- _PROBLEM TO WORK ON_: Which lines in the records below contain the word "Give"? Report each of them.

--

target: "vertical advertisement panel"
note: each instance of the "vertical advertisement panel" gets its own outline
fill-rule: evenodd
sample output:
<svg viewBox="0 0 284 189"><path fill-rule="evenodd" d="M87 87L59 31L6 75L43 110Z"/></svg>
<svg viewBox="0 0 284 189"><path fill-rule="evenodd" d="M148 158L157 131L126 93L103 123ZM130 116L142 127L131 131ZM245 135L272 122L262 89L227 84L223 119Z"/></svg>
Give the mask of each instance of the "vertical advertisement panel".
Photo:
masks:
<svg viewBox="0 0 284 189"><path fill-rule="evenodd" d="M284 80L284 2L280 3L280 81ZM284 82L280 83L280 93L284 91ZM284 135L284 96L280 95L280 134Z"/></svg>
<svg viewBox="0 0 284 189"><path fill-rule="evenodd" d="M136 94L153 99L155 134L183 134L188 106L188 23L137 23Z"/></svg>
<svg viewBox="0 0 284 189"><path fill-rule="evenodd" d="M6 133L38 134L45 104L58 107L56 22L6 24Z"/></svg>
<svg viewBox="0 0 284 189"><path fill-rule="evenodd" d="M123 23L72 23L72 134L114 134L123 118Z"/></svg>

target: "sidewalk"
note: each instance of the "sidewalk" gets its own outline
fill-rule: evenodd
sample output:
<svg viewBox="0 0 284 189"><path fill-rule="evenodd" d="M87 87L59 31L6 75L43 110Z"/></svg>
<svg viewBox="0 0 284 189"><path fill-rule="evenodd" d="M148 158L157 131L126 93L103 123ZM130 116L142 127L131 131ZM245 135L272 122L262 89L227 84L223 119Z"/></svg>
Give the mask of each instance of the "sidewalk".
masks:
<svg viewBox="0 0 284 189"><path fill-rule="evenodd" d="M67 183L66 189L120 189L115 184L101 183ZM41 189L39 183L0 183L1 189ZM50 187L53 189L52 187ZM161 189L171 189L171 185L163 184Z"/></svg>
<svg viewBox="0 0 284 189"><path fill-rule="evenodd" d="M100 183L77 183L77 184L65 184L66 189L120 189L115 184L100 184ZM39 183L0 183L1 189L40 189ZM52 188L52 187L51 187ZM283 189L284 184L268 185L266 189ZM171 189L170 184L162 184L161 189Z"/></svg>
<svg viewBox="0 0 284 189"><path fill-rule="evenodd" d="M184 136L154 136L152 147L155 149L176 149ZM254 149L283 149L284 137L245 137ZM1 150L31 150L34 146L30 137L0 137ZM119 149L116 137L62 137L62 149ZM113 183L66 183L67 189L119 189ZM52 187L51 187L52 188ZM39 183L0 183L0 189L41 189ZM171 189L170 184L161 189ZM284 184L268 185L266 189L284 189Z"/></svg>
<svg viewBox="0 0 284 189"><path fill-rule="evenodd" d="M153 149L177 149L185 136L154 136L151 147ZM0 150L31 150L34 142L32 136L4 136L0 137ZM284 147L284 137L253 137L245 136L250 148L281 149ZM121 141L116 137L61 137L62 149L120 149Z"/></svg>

--

- _SOLVED EXERCISE_:
Give the mask of each instance of the "vertical advertisement panel".
Give the mask of each instance of the "sidewalk".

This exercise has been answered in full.